TUGAS DIKERJAKAN - Teruskan tulisan tentang oleh-oleh khas Wonosobo di bawah ini, mulai tepat setelah kalimat terakhirnya.

BACAAN -
########################################

Selain dendeng dan lidah sapi Yuanita juga menjual abon sapi dan abon ayam gareng dan panggang. Di kiosnya juga dijual jajanan buatan para anggota IWAPI (Ikatan Wanita Pengusaha Indonesia)di wonosobo. Anda dapat menemukan kue-kue ringan seperti grubi, sale pisang, kripik tempe, opak, ketan, dodol, dan jipang.

KACANG DIENG, KERIPIK JAMUR & CARICA
Apalagi khas Wonosobo yang sering ditenteng orang sebagai oleh-oleh? Jawabnya adalah, kacang dieng dan keripik jamur. Kacang dieng tak lain dari kacang koro yang digoreng. Rasanya renyah, gurih, dan selalu bikin kita tidak berhenti mengunyahnya.

Keripik jamur juga cukup unik bagi para pendatang, terutama mereka yang tinggal jauh dari Wonosobo. Jamur merang kering yang digoreng dengan tepung ini pun rasanya asin-asin gurih. Makin baru dibuat, makin renyah rasanya.

########################################

DATA -
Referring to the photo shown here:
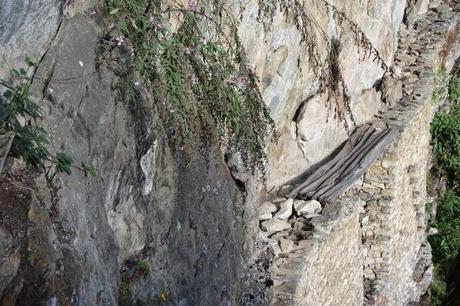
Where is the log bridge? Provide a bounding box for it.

########################################

HASIL TUGAS -
Kedua oleh-oleh yang terkenal bermerek Cendawa Mas. Pembuatnya adalah Ny. Kodhijah. "Saya sudah mulai membuka usaha ini sejak tahun 1980," kisahnya.

Bersama tujuh orang karyawannya Khodijah biasa menggoreng 2 kwintal kacang dieng dalam sehari dan 6 kwintal jamur. Selain kacang dan jamur, Khodijah juga membuat manisan carica atau manisan pepaya. Manisan carica juga sama larisnya dengan kacang dan jamur. Makanya setiap hari ia harus bisa mengolah 25 kilogram carica untuk dijadikan manisan.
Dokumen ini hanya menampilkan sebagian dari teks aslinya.